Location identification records

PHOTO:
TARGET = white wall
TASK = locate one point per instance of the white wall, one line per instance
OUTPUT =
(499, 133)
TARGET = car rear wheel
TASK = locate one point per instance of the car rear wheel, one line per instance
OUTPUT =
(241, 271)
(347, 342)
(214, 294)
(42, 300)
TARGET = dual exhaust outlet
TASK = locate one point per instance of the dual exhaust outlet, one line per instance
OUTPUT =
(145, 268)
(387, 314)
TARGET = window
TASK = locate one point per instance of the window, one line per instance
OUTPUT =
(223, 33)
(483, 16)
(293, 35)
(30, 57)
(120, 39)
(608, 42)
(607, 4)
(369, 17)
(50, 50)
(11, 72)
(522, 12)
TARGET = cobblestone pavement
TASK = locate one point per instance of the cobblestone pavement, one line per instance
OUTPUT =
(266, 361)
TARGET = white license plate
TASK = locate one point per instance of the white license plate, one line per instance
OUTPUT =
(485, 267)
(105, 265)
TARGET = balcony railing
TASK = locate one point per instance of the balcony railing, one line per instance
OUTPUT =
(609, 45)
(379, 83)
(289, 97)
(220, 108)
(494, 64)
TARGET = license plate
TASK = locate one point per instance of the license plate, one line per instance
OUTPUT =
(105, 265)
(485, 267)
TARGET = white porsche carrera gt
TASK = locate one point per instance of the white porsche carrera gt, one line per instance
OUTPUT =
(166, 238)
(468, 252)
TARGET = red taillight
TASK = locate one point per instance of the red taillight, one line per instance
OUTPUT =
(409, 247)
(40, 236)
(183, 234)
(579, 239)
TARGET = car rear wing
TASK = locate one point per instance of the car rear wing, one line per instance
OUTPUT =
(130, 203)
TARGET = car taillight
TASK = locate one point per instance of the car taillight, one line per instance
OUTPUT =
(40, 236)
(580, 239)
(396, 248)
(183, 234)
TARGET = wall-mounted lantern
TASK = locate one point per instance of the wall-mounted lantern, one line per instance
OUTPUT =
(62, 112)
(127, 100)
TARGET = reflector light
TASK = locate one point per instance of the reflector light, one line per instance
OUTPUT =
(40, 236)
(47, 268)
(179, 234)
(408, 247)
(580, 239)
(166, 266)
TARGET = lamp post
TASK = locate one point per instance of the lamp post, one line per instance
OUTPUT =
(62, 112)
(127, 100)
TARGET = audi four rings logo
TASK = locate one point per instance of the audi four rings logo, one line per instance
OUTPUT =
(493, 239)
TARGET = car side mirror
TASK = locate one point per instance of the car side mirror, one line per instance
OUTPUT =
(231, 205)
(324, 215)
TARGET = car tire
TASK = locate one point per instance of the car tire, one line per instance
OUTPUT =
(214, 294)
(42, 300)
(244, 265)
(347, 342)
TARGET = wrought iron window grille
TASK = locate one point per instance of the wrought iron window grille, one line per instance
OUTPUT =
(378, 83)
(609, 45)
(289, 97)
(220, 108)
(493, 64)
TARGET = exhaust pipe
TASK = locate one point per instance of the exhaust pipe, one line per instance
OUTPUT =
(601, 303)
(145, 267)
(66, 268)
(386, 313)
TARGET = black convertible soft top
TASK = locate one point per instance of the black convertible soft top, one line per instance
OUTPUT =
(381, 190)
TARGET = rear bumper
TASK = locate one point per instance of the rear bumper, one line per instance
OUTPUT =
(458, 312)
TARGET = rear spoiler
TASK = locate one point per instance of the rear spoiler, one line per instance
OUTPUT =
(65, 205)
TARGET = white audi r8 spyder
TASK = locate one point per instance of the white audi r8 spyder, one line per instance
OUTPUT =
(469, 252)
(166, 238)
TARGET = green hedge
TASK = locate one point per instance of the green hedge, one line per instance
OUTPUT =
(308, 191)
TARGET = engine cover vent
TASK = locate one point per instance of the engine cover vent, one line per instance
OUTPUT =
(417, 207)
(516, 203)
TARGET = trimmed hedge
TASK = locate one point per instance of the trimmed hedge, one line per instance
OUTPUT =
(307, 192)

● Task requirements
Retype all of the records above word for word.

● Expected output
PHOTO:
TARGET = white wall
TASK = locate one point per instance of the white wall, one line per instance
OUTPUT =
(499, 133)
TARGET = car rear wheel
TASK = locate one point per instance of the car rear wheel, one line per instance
OUTPUT =
(241, 271)
(347, 342)
(214, 294)
(42, 300)
TARGET = dual exhaust outlet
TASK = locate one point per instance of the dual exhaust outlet, one line per instance
OUTPUT =
(145, 268)
(387, 314)
TARGET = window
TASK = locate one point per instance of the window, one line per instance
OUTPUT =
(223, 33)
(483, 16)
(293, 35)
(30, 57)
(120, 39)
(608, 42)
(607, 4)
(369, 17)
(50, 50)
(11, 72)
(522, 12)
TARGET = cobblestone pavement
TASK = locate one point per instance of the cobblestone pavement, one line per instance
OUTPUT =
(266, 361)
TARGET = white license plate
TASK = locate one point per instance of the white license plate, one line per instance
OUTPUT =
(485, 267)
(105, 265)
TARGET = balcony railing
TASK = locate one point per instance of the balcony railing, one line per instance
OUTPUT =
(609, 45)
(379, 83)
(289, 97)
(220, 108)
(494, 64)
TARGET = license plate
TASK = locate one point per instance of the license plate, one line per instance
OUTPUT =
(105, 265)
(485, 267)
TARGET = white porsche carrera gt
TASK = locate one point per instance of the white porsche carrera gt, one line per instance
OUTPUT =
(166, 238)
(468, 252)
TARGET = red taillight
TASK = locate one point per instance of the red taillight, one line per instance
OUTPUT =
(409, 247)
(40, 236)
(183, 234)
(579, 239)
TARGET = car rear wing
TASK = locate one point per instance of the car rear wing, one line per instance
OUTPUT =
(130, 203)
TARGET = car taillight
TASK = locate one point per instance of the car taillight, one line per instance
OUTPUT =
(40, 236)
(580, 239)
(396, 248)
(183, 234)
TARGET = wall-mounted lantern
TASK = locate one point per instance of the wall-mounted lantern, one line per instance
OUTPUT =
(62, 112)
(127, 100)
TARGET = reflector light
TASK = locate one point per instance of the reflector light, one line per instance
OUTPUT =
(40, 236)
(47, 268)
(179, 234)
(408, 247)
(580, 239)
(166, 266)
TARGET = lamp post
TASK = locate one point per instance of the lamp post, one line per instance
OUTPUT =
(62, 112)
(127, 100)
TARGET = audi four rings logo
TASK = locate one point per instance of the audi four rings logo, one line per instance
OUTPUT =
(493, 239)
TARGET = car side mirror
TASK = locate one point per instance of the car side mirror, one line per instance
OUTPUT =
(231, 205)
(324, 215)
TARGET = car tire
TASK = locate one point per instance of the car tire, one line per instance
OUTPUT =
(214, 294)
(42, 300)
(244, 265)
(347, 342)
TARGET = wrought iron window grille
TASK = locate one point per instance of the wrought iron window grille, one line per instance
OUTPUT =
(378, 83)
(609, 45)
(289, 97)
(220, 108)
(493, 64)
TARGET = exhaust pipe
TASK = locate one point per instance of the exhaust pipe, one line per instance
OUTPUT =
(601, 303)
(145, 267)
(66, 268)
(386, 313)
TARGET = black convertible soft top
TASK = locate one point per instance of the black convertible soft top, one line per instance
OUTPUT =
(381, 190)
TARGET = rear bumper
TASK = locate one point per instance of the rear bumper, one line per instance
OUTPUT =
(458, 312)
TARGET = rear spoiler
TASK = locate one point per instance of the rear spoiler, one line per instance
OUTPUT =
(65, 205)
TARGET = white audi r8 spyder
TASK = locate one point per instance of the white audi r8 spyder, one line per instance
OUTPUT =
(469, 252)
(166, 238)
TARGET = green hedge
TASK = locate one point per instance of the green hedge, one line per instance
OUTPUT =
(308, 191)
TARGET = engine cover vent
TASK = locate one point per instance of the engine cover vent, one line per instance
OUTPUT =
(417, 207)
(516, 203)
TARGET = trimmed hedge
TASK = locate one point per instance of the trimmed hedge, one line per instance
OUTPUT =
(307, 192)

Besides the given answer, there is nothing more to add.